WRITTEN PROBLEM
Rewrite the stretch of rows from the line containing "In this exercise you will find the white door" through the line containing "[(75, 569)]", requests included. Shift every coordinate in the answers by -131.

** Start ENTRIES SUPPLIED **

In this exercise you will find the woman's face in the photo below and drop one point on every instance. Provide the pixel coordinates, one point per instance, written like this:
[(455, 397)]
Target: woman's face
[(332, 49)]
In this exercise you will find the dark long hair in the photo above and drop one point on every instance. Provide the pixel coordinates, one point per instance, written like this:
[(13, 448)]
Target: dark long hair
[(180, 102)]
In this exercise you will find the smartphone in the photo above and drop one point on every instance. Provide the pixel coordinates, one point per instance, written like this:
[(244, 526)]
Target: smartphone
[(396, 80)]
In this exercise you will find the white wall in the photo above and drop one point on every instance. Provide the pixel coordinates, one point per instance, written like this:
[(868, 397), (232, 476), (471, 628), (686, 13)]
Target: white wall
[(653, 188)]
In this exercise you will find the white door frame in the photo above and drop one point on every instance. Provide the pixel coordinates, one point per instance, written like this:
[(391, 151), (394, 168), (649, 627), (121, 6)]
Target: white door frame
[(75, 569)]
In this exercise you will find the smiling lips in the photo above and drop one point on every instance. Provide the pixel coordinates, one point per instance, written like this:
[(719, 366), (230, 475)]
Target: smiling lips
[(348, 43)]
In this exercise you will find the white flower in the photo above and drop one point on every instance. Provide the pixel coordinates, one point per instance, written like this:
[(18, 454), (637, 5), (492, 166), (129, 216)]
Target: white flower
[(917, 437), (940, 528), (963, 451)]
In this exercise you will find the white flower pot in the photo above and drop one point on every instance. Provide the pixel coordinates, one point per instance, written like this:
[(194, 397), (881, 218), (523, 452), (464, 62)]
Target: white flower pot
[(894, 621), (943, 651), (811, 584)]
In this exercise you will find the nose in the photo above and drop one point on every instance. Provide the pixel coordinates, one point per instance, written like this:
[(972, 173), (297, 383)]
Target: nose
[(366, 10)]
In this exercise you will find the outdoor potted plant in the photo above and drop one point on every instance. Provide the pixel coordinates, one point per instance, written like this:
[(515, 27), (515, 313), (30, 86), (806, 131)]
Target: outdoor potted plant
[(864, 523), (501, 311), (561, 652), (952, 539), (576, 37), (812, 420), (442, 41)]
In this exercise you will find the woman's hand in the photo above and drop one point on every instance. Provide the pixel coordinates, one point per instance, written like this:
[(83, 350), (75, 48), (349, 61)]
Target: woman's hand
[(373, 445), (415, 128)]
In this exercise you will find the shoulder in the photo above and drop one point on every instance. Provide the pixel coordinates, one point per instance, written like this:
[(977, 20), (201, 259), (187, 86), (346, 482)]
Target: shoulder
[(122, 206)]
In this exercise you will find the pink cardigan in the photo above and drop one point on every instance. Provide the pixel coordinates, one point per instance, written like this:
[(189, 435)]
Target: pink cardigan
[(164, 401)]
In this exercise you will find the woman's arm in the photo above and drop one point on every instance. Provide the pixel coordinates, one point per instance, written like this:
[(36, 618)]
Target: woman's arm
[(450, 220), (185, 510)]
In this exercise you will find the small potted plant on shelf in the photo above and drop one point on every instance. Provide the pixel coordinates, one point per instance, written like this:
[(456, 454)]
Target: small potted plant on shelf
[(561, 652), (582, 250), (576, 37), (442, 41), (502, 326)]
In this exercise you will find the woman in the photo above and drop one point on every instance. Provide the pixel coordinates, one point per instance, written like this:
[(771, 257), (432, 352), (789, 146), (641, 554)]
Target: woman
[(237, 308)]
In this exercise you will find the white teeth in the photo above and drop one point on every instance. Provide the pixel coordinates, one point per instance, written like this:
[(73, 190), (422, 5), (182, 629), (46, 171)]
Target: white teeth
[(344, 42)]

** End ENTRIES SUPPLIED **

RIGHT ANSWER
In this exercise you will find the white door frame in the photo above and drop one point on every instance. Provide the pixel coordinates, one point per instance, written like this:
[(391, 151), (394, 168), (649, 627), (121, 6)]
Target: white door frame
[(-56, 438)]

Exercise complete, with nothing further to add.